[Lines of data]
BEGIN

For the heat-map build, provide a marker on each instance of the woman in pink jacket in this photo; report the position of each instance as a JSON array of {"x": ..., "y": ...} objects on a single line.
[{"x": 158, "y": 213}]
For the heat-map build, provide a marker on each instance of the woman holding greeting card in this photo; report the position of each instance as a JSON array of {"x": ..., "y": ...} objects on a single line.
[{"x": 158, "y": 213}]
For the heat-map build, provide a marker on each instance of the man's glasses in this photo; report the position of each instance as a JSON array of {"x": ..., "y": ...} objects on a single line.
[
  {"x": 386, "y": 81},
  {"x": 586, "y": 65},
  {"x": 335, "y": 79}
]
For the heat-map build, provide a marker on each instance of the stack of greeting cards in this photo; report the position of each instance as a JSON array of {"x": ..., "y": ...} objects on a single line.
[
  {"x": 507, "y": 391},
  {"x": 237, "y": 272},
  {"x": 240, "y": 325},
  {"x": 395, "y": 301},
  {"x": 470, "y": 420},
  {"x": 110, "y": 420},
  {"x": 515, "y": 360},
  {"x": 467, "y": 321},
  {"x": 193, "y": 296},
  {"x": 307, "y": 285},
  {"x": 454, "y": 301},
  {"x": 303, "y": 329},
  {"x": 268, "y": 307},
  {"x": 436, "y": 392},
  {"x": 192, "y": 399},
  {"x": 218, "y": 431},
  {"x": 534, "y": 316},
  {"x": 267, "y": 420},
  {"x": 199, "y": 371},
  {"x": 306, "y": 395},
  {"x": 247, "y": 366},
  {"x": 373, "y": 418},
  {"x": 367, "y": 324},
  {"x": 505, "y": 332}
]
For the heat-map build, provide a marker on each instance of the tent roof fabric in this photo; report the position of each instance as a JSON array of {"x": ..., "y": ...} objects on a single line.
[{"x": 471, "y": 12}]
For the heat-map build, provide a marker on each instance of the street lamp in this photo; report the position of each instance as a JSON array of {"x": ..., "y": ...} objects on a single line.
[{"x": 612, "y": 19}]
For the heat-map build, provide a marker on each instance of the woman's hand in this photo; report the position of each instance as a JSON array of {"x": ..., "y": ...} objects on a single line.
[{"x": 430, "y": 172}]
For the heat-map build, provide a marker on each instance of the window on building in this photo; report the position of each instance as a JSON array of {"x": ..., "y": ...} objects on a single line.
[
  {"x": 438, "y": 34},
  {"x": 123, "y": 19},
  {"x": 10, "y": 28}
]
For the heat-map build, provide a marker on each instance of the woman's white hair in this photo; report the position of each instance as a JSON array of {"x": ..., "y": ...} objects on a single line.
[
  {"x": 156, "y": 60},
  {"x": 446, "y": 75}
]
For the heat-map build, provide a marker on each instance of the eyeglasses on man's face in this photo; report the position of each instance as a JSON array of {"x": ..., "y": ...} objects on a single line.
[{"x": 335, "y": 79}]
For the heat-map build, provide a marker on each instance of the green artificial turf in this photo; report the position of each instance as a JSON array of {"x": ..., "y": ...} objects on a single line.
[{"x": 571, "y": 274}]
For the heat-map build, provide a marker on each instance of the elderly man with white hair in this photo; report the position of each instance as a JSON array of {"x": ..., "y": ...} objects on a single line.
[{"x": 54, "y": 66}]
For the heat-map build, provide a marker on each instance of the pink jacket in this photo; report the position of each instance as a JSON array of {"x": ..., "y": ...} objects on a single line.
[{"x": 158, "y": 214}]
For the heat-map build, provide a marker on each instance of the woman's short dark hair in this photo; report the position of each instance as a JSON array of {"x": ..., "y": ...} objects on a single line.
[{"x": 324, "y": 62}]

END

What to do >>
Reproduce the listing from the line containing "of the elderly" through the end of the listing, substituting "density-map" for every occurrence of "heat-map" and leaving everything else unchanged.

Finished task >>
For the density-map build, provide a marker on each instance of the elderly man with white hair in this photo; report the position of each instance as a JSON array of {"x": ..., "y": ...} objects on a single line.
[{"x": 54, "y": 66}]
For the density-map build, provide a marker on each instance of the pink jacket in this photo; report the position of each instance as a JSON array of {"x": ..., "y": ...} objects on a single line.
[{"x": 158, "y": 214}]
For the density-map build, provide a marker on each instance of the woman's short dark hair in this photo; report the position of each instance as a JSON array of {"x": ..., "y": ...} objects on a single line.
[{"x": 324, "y": 62}]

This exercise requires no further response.